Nothing in the records may change. Print them all again.

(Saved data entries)
■ ■ ■ ■ ■

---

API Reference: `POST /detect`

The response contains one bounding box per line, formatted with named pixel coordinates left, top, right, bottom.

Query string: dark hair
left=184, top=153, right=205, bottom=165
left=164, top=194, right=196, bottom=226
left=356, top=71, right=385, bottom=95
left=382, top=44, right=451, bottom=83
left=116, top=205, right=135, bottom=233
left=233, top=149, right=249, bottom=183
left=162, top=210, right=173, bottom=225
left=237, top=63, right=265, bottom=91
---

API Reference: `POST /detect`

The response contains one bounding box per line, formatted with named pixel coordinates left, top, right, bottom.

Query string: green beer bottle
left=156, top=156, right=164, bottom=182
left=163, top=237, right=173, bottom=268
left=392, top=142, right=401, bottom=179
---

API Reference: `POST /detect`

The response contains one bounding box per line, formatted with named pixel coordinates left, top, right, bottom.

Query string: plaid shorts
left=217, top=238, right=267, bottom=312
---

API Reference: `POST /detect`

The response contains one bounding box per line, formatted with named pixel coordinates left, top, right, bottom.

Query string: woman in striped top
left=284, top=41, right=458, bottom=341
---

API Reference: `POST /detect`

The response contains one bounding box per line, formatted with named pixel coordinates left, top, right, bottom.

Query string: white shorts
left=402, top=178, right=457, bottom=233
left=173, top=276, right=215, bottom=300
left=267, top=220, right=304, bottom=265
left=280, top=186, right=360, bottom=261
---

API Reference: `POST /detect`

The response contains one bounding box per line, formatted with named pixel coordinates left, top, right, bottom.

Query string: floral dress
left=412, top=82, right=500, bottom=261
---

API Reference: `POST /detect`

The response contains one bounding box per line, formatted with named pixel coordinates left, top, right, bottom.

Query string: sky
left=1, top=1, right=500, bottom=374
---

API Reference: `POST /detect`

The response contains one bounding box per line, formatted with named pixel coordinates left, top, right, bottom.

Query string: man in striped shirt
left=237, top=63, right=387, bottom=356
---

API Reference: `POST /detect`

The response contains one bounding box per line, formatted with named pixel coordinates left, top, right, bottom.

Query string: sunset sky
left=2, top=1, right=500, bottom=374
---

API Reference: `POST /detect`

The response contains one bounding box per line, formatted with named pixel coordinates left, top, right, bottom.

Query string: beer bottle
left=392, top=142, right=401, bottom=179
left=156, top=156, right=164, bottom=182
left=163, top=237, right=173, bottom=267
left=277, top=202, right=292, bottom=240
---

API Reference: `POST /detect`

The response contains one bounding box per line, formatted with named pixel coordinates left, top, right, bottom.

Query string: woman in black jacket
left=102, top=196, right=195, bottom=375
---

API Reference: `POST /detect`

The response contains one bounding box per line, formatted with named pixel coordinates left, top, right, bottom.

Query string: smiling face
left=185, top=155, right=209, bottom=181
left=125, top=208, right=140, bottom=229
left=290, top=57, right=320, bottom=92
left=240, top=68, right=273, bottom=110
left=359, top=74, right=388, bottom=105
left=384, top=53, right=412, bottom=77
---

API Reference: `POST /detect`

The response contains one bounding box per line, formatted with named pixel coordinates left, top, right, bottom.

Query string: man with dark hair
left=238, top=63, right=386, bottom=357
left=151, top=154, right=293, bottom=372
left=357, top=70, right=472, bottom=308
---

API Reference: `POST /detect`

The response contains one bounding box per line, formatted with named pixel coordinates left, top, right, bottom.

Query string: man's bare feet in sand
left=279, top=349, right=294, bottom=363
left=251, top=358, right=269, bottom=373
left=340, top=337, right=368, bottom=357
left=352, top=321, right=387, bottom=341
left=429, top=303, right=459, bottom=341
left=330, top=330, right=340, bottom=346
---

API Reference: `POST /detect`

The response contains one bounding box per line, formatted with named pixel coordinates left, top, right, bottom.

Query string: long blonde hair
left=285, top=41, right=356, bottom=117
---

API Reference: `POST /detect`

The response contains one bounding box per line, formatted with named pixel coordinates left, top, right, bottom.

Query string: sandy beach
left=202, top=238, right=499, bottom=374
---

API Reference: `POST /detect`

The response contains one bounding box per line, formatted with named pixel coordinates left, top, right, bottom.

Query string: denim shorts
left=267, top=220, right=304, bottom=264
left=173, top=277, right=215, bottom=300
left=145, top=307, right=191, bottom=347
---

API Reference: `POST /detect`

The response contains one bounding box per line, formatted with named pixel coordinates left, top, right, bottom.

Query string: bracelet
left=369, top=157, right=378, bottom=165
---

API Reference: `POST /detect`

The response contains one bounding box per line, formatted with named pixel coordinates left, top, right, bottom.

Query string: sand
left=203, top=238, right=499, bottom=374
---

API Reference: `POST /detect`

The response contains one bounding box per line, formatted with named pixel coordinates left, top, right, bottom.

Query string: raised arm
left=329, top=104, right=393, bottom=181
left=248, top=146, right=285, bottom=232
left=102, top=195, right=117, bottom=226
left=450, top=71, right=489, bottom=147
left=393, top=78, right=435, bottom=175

■ ■ ■ ■ ■

*Result for this exercise*.
---

API Reference: `POST /detect`

The response contains one bounding box per line, formatted with named pixel coordinates left, top, right, bottom.

Query string: dark hair
left=184, top=153, right=205, bottom=165
left=164, top=194, right=196, bottom=226
left=356, top=71, right=385, bottom=95
left=382, top=44, right=451, bottom=83
left=116, top=205, right=135, bottom=233
left=233, top=149, right=249, bottom=183
left=162, top=210, right=173, bottom=225
left=237, top=63, right=265, bottom=91
---

API Reference: `POST /detect`

The response contains one bounding box per line, formatted with named pixel coordinates left, top, right, bottom.

Query string: green beer bottle
left=156, top=156, right=164, bottom=182
left=163, top=237, right=173, bottom=268
left=392, top=142, right=401, bottom=179
---

API Reference: `POST /detect`

The response contains one bounding box per line, formatted with named pixel coordinates left, top, right, bottom.

Query string: plaid shorts
left=217, top=238, right=267, bottom=312
---

API Reference: `POST /detect`

The response contains one bounding box per line, formatted with named pixel coordinates left, top, right, bottom.

Query string: woman in striped top
left=284, top=41, right=458, bottom=341
---

API Reference: `POST /detect`

The response contains one bounding box per line, formatted with named pixel coordinates left, top, right, bottom.

Query string: white shorts
left=402, top=178, right=457, bottom=233
left=173, top=276, right=215, bottom=300
left=267, top=220, right=304, bottom=265
left=280, top=186, right=360, bottom=261
---

API Reference: `POST /detect`

The response contains one bounding box per line, formatted with named pixel coordinates left, top, right, bottom.

Query string: floral dress
left=412, top=82, right=500, bottom=261
---

API Reference: `POST /detect`

The response contains one bounding box per line, formatted with named pixel coordinates left, top, right, bottom.

Query string: sky
left=1, top=1, right=500, bottom=374
---

API Reference: `POST /detect`

The response contains one bounding box per line, formatted with named pixel coordinates left, top, right, bottom.

Query string: man in striped shirt
left=237, top=63, right=387, bottom=356
---

API Reference: `POST /detect`

The response contains one bounding box per line, formatted with named pixel coordinates left, top, right, bottom.

Query string: sunset sky
left=2, top=1, right=500, bottom=374
---

API Reference: `POST /detect`

The response contains one bounding box per line, formatted with named pixel coordinates left, top, right, bottom.

Query string: beer bottle
left=392, top=142, right=401, bottom=179
left=156, top=156, right=164, bottom=182
left=163, top=237, right=173, bottom=267
left=277, top=202, right=292, bottom=240
---

API Reference: `POST /detect`

The response contains one bounding box per line, formatted with named pixel coordinates left, top, right, bottom.

Query string: woman in black jacket
left=102, top=196, right=195, bottom=375
---

API Reference: `POST /detect`

The response contains one bounding box per line, formatted with named pixel coordinates left, top, right, bottom.

Query string: smiling face
left=185, top=155, right=209, bottom=181
left=125, top=208, right=140, bottom=229
left=290, top=57, right=320, bottom=92
left=240, top=68, right=273, bottom=110
left=359, top=74, right=388, bottom=105
left=384, top=53, right=412, bottom=77
---

API Reference: `POST /detect`

The response contains one bounding box per line, formatted with named pixel coordinates left, top, right, bottom.

Query string: man with dark hair
left=238, top=63, right=386, bottom=357
left=151, top=154, right=293, bottom=372
left=357, top=70, right=472, bottom=308
---

API Reference: `POST /detect`

The response contains one bounding box per line, formatted with named pixel coordinates left, top, right, bottom.

Query string: man's bare feet in sand
left=279, top=349, right=294, bottom=363
left=251, top=358, right=269, bottom=373
left=340, top=337, right=368, bottom=357
left=352, top=321, right=387, bottom=341
left=429, top=303, right=459, bottom=341
left=330, top=330, right=340, bottom=346
---

API Reference: `POST /detect`

The response contains one bounding box per line, formatted with named pixel coordinates left, top, right, bottom.

Query string: long blonde hair
left=285, top=41, right=356, bottom=117
---

API Reference: `POST /detect`

The response contains one bounding box per line, formatted with named pixel coordinates left, top, right, bottom.

Query string: sandy beach
left=202, top=238, right=499, bottom=374
---

API Reference: `POST /detect`

The response contains one bounding box per line, formatted with named pixel coordinates left, top, right, bottom.

Query string: denim shorts
left=267, top=220, right=304, bottom=264
left=173, top=277, right=215, bottom=300
left=145, top=307, right=191, bottom=347
---

API Reference: `POST /detect`

The response contains one bounding box per line, formatted with named pixel coordinates left, top, right, bottom.

Query string: bracelet
left=369, top=157, right=378, bottom=165
---

API Reference: `POST /detect`

The response contains one bounding box per line, formatted with named pixel coordinates left, top, right, bottom.

Query string: sand
left=203, top=238, right=499, bottom=374
---

API Reference: `POST /detect`

The response contains one bounding box per line, formatted with named pixel coordinates left, top, right, bottom.

Query string: raised arm
left=329, top=104, right=393, bottom=181
left=248, top=146, right=285, bottom=232
left=102, top=195, right=117, bottom=226
left=450, top=71, right=489, bottom=147
left=393, top=78, right=435, bottom=175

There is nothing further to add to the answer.